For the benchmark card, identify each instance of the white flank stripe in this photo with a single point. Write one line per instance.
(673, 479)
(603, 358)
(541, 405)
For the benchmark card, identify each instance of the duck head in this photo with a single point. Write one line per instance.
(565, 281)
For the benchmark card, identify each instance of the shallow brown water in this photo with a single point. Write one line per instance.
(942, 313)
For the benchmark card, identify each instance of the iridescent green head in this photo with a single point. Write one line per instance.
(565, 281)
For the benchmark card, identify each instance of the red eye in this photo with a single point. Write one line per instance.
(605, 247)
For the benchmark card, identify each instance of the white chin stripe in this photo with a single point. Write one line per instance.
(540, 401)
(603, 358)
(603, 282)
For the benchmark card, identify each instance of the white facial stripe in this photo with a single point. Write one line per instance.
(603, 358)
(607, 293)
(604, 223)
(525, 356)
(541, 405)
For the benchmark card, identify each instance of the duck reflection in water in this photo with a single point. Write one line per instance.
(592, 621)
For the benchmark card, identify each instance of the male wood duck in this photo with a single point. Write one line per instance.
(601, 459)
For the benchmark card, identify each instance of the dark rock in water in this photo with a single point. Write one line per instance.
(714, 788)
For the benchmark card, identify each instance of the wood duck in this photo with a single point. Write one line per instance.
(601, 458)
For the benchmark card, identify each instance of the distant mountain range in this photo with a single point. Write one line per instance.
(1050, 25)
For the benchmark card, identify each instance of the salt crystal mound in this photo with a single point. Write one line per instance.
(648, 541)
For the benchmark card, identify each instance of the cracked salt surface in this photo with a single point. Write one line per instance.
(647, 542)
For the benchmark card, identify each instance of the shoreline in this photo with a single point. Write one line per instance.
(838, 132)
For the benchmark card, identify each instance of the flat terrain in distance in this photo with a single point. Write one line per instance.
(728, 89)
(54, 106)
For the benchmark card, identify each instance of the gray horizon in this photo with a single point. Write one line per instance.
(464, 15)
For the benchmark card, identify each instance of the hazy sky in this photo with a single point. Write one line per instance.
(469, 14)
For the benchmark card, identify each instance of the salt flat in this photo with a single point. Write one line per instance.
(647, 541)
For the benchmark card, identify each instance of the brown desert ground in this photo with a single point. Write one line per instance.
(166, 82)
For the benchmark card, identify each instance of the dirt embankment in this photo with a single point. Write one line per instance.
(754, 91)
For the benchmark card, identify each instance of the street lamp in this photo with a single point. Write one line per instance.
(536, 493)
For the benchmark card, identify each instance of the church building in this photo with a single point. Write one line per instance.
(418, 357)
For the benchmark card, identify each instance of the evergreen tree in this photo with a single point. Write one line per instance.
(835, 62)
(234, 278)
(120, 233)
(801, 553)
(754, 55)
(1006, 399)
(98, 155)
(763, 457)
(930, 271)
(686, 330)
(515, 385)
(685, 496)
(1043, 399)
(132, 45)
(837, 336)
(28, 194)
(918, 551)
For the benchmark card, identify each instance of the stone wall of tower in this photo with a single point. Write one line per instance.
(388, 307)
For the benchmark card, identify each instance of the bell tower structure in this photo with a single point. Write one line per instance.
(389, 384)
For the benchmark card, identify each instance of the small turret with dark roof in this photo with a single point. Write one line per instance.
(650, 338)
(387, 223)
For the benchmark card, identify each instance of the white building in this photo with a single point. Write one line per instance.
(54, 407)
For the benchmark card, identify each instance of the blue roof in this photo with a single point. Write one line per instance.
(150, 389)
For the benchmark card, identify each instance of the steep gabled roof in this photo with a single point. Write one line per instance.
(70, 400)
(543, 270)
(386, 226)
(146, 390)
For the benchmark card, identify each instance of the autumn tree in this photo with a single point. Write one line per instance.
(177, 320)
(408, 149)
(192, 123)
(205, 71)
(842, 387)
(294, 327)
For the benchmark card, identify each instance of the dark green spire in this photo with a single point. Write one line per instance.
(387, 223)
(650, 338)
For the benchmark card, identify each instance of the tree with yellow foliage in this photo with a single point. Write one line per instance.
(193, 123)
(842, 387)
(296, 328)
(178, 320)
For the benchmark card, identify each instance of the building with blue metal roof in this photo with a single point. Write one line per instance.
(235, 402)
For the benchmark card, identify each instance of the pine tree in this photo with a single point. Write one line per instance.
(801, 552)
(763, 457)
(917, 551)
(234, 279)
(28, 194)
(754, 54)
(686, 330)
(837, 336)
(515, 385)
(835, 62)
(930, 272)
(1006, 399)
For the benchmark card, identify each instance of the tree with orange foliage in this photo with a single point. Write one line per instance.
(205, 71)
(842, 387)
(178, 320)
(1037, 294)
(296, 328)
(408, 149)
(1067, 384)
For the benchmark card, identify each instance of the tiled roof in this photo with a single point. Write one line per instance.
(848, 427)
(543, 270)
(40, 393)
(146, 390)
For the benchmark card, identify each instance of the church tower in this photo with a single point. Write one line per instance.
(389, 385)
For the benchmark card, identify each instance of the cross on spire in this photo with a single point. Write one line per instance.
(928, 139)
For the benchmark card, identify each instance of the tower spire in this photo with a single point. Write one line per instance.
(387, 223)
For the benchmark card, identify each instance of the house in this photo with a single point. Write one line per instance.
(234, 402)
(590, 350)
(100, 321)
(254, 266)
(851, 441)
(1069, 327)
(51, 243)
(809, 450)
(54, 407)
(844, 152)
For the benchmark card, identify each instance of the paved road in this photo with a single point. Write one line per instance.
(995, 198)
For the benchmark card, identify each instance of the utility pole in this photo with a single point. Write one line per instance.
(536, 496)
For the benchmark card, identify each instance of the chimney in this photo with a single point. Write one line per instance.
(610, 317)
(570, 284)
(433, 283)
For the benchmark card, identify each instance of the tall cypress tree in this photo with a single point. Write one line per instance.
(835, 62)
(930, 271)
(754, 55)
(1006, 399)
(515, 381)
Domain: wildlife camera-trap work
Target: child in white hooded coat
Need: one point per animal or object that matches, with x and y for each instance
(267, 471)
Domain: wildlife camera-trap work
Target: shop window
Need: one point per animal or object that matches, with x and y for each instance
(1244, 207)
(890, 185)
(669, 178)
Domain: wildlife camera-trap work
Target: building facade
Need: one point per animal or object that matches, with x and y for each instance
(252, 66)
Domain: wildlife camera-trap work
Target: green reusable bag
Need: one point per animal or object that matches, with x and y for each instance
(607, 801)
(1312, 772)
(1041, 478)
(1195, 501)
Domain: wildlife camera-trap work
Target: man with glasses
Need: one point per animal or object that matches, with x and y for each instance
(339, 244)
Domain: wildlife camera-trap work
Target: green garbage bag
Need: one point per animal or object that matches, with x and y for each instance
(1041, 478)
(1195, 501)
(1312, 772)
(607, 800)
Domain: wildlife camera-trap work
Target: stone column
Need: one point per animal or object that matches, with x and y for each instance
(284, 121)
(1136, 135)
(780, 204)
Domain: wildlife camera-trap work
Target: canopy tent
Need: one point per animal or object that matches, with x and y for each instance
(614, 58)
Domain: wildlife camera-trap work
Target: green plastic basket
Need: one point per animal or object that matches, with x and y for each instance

--- WHAT YOU NEED TO DO ---
Can you output all the lines above as a JSON list of strings, with one string per line and blank lines omitted?

--- TASK RESPONSE ---
[
  "For the benchmark card, identify each instance of the white flank stripe in this photo with a single point. Write one line per instance.",
  "(673, 479)",
  "(603, 358)",
  "(541, 405)",
  "For the benchmark card, identify each instance of the duck head in this photo with a single point. Write one line per instance.",
  "(565, 281)",
  "For the benchmark card, identify each instance of the shallow brown water in this photo with a single point. Write one line per instance.",
  "(942, 313)",
  "For the benchmark card, identify each instance of the iridescent green head in this photo with a single point. Write one line per instance.",
  "(565, 281)",
  "For the benchmark card, identify each instance of the red eye in this photo with a single point. Write one line per instance.",
  "(605, 247)",
  "For the benchmark card, identify each instance of the white chin stripe in this photo with a single point. Write one line per instance.",
  "(540, 401)",
  "(603, 358)",
  "(603, 282)",
  "For the benchmark card, identify each instance of the white facial stripe in this photo with a single point. Write one line per instance.",
  "(603, 358)",
  "(607, 293)",
  "(604, 223)",
  "(525, 356)",
  "(541, 405)",
  "For the benchmark card, identify each instance of the duck reflection in water in this photo with a single point. Write one line per instance.",
  "(592, 621)",
  "For the benchmark card, identify each instance of the male wood duck in this photo with a single point. Write one line per instance.",
  "(601, 459)",
  "For the benchmark card, identify each instance of the dark rock in water in this photo with a single point. Write one line per instance.",
  "(714, 788)",
  "For the benchmark card, identify each instance of the wood duck in this photo with a single point. Write one line per instance.",
  "(601, 458)",
  "For the benchmark card, identify each instance of the distant mountain range in this photo with a single point. Write one line per instance.",
  "(1050, 25)",
  "For the benchmark card, identify each instance of the salt crystal mound in this photo with a single point. Write one line per instance.",
  "(648, 541)",
  "For the benchmark card, identify each instance of the cracked salt surface in this photo with a single point. Write one line per instance.",
  "(647, 542)",
  "For the benchmark card, identify each instance of the shoreline in this photo with a single point. Write one line per instance.",
  "(838, 132)",
  "For the benchmark card, identify each instance of the flat terrain in distance in this photo with a single point. Write one line per instance.",
  "(728, 89)",
  "(54, 106)",
  "For the benchmark card, identify each instance of the gray horizon in this photo with a single point. Write one line per instance.",
  "(464, 15)",
  "For the benchmark card, identify each instance of the hazy sky in this photo with a single point. Write one line per instance.",
  "(469, 14)",
  "For the benchmark card, identify each instance of the salt flat in this photo with a single point. Write one line per instance.",
  "(647, 541)",
  "For the benchmark card, identify each instance of the brown desert ground in this photo with a single point. Write one line per instance.",
  "(166, 82)",
  "For the benchmark card, identify each instance of the dirt embankment in this photo with a single point. Write one line per instance.",
  "(754, 91)",
  "For the benchmark card, identify each instance of the street lamp in this photo with a single point. Write one line per instance.",
  "(536, 493)",
  "For the benchmark card, identify each instance of the church building in this photo with a single point. Write one line per instance.",
  "(418, 357)",
  "For the benchmark card, identify each instance of the evergreen tree in this photo with a single point. Write one line per instance.",
  "(835, 62)",
  "(234, 278)",
  "(120, 233)",
  "(801, 553)",
  "(754, 55)",
  "(1006, 399)",
  "(98, 155)",
  "(763, 457)",
  "(930, 271)",
  "(686, 330)",
  "(515, 385)",
  "(685, 496)",
  "(1043, 399)",
  "(132, 45)",
  "(837, 336)",
  "(28, 194)",
  "(918, 551)",
  "For the benchmark card, identify each instance of the stone wall of tower in this photo with a single point. Write one line per instance.",
  "(388, 307)",
  "For the benchmark card, identify each instance of the bell tower structure in this photo with a single point. Write one line per instance.",
  "(389, 384)",
  "For the benchmark card, identify each instance of the small turret with dark roof in this photo with a single point. Write one line per instance.",
  "(650, 338)",
  "(387, 223)",
  "For the benchmark card, identify each instance of the white building in this photo with a single point. Write one line per instance.",
  "(54, 407)",
  "For the benchmark card, identify each instance of the blue roof in this photo with a single point. Write one line per instance.",
  "(150, 389)",
  "For the benchmark card, identify each instance of the steep gabled roof in this photo with a single point. Write one line per instance.",
  "(70, 400)",
  "(543, 270)",
  "(386, 226)",
  "(146, 390)",
  "For the benchmark card, identify each instance of the autumn tree in this photo with a single point. Write one line per instance.",
  "(177, 320)",
  "(408, 149)",
  "(192, 123)",
  "(205, 71)",
  "(842, 387)",
  "(294, 327)",
  "For the benchmark card, identify each instance of the dark green spire in this photo with a single point. Write one line per instance.",
  "(387, 223)",
  "(650, 338)",
  "For the benchmark card, identify each instance of the tree with yellow foliage in this photo with a single point. Write one line per instance.",
  "(193, 123)",
  "(842, 387)",
  "(296, 328)",
  "(178, 320)",
  "For the benchmark card, identify each instance of the building with blue metal roof in this photo with a single point. Write one line per instance.",
  "(235, 402)",
  "For the benchmark card, identify each instance of the pine tree in this photo with a single point. Write one line per instance.",
  "(801, 552)",
  "(763, 457)",
  "(917, 551)",
  "(234, 279)",
  "(28, 194)",
  "(754, 54)",
  "(686, 330)",
  "(837, 336)",
  "(515, 385)",
  "(835, 62)",
  "(930, 272)",
  "(1006, 399)",
  "For the benchmark card, identify each instance of the tree with orange foliage in this photo with a single point. Write one line per instance.",
  "(205, 71)",
  "(842, 387)",
  "(178, 320)",
  "(1037, 294)",
  "(296, 328)",
  "(408, 149)",
  "(1067, 384)",
  "For the benchmark card, identify each instance of the tiled roof in this photo with a single point. Write one line per instance.",
  "(848, 427)",
  "(543, 270)",
  "(40, 393)",
  "(146, 390)",
  "For the benchmark card, identify each instance of the church tower in this photo with a single point. Write one line per instance.",
  "(389, 385)",
  "For the benchmark card, identify each instance of the cross on spire in this photo with a single point. Write one line per instance.",
  "(928, 139)",
  "For the benchmark card, identify each instance of the tower spire in this photo with a single point. Write one line per instance.",
  "(387, 223)",
  "For the benchmark card, identify each instance of the house in this photo with a single point. Write one line per instance.",
  "(234, 402)",
  "(590, 350)",
  "(100, 321)",
  "(254, 266)",
  "(851, 441)",
  "(1069, 327)",
  "(51, 243)",
  "(809, 450)",
  "(54, 407)",
  "(844, 152)",
  "For the benchmark card, identify each instance of the paved road in this photo with a single point. Write one line per instance.",
  "(995, 198)",
  "For the benchmark card, identify each instance of the utility pole in this photo with a single point. Write one line per instance.",
  "(536, 496)",
  "For the benchmark card, identify each instance of the chimney in this photo with a single point. Write one line per instance.",
  "(610, 317)",
  "(570, 284)",
  "(433, 283)",
  "For the benchmark card, identify each instance of the tall cypress tree in this photo with a single point. Write one line per instance.",
  "(835, 62)",
  "(930, 271)",
  "(754, 55)",
  "(1006, 399)",
  "(515, 381)",
  "Domain: wildlife camera-trap work",
  "Target: child in white hooded coat",
  "Need: one point per animal or object that matches, with x and y for each instance",
  "(267, 471)",
  "Domain: wildlife camera-trap work",
  "Target: shop window",
  "Need: one point per animal or object that matches, with x and y for each instance",
  "(1244, 207)",
  "(890, 185)",
  "(669, 178)",
  "Domain: wildlife camera-trap work",
  "Target: building facade",
  "Need: one point per animal or object that matches, with x and y for each instance",
  "(252, 66)",
  "Domain: wildlife camera-trap work",
  "Target: green reusable bag",
  "Need: one point per animal or object that matches, with x and y for each instance",
  "(607, 801)",
  "(1312, 772)",
  "(1041, 478)",
  "(1195, 501)",
  "Domain: wildlife camera-trap work",
  "Target: man with glasses",
  "Need: one point per animal or object that matches, with x and y for each instance",
  "(339, 244)",
  "Domain: wildlife camera-trap work",
  "Target: green garbage bag",
  "Need: one point per animal or object that matches, with x and y for each instance",
  "(1041, 478)",
  "(1195, 501)",
  "(1312, 772)",
  "(607, 800)",
  "Domain: wildlife camera-trap work",
  "Target: stone column",
  "Need: one point per animal or object that matches, with x and y for each instance",
  "(284, 121)",
  "(1136, 135)",
  "(780, 204)",
  "Domain: wildlife camera-trap work",
  "Target: canopy tent",
  "Need: one point per animal or object that matches, with x and y for each instance",
  "(614, 58)",
  "Domain: wildlife camera-trap work",
  "Target: green plastic basket",
  "Need: one point per animal or object that matches, with x and y for each instance"
]